** Task description **
Scan the data beneath this task and copy each line that includes "turquoise".

** Data records **
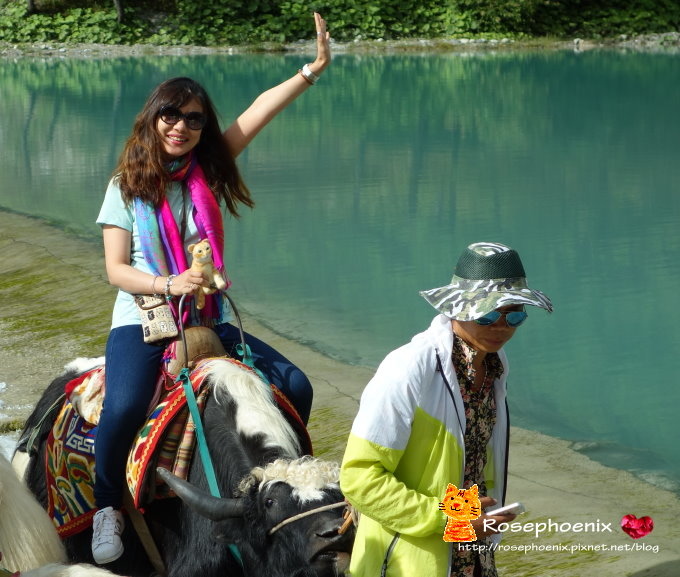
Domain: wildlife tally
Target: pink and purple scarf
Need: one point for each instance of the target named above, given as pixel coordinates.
(162, 244)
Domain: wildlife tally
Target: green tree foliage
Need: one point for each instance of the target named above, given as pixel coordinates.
(229, 22)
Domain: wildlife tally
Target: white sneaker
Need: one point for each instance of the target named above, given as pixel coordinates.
(107, 527)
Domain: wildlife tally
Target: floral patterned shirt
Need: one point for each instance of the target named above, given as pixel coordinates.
(480, 415)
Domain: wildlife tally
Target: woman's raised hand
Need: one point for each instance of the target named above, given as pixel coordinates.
(323, 45)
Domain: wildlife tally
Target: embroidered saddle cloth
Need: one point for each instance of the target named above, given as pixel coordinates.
(167, 440)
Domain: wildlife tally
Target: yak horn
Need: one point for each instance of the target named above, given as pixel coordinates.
(214, 508)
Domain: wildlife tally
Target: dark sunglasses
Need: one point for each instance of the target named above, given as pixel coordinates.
(172, 115)
(512, 318)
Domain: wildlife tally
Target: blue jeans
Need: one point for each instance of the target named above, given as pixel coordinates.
(131, 374)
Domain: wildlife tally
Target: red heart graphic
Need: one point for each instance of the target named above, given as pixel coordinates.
(635, 527)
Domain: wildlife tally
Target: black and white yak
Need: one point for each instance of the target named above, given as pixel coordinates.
(256, 457)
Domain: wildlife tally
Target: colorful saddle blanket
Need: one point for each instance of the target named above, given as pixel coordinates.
(167, 440)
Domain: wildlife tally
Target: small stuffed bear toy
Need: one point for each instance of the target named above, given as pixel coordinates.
(202, 262)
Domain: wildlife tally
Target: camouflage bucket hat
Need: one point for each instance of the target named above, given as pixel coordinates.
(488, 276)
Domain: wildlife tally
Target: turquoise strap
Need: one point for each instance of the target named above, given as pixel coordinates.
(184, 378)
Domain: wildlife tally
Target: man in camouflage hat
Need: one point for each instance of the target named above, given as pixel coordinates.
(435, 413)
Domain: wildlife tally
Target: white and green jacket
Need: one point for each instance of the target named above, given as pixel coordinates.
(405, 446)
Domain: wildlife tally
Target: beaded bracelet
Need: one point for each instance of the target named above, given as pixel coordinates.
(308, 75)
(168, 284)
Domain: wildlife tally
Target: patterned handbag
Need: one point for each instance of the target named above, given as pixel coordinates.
(157, 320)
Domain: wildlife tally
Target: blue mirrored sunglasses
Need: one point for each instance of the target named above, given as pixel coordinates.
(512, 318)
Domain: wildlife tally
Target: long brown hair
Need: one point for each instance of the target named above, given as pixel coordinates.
(141, 168)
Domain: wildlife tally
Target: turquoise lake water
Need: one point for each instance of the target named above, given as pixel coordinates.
(370, 185)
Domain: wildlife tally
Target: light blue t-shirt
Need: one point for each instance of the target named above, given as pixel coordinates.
(115, 212)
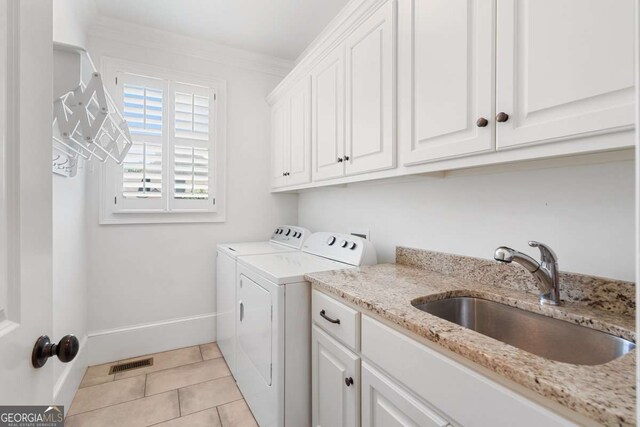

** Response to the task **
Target: turquoise strap
Target: turquoise lake water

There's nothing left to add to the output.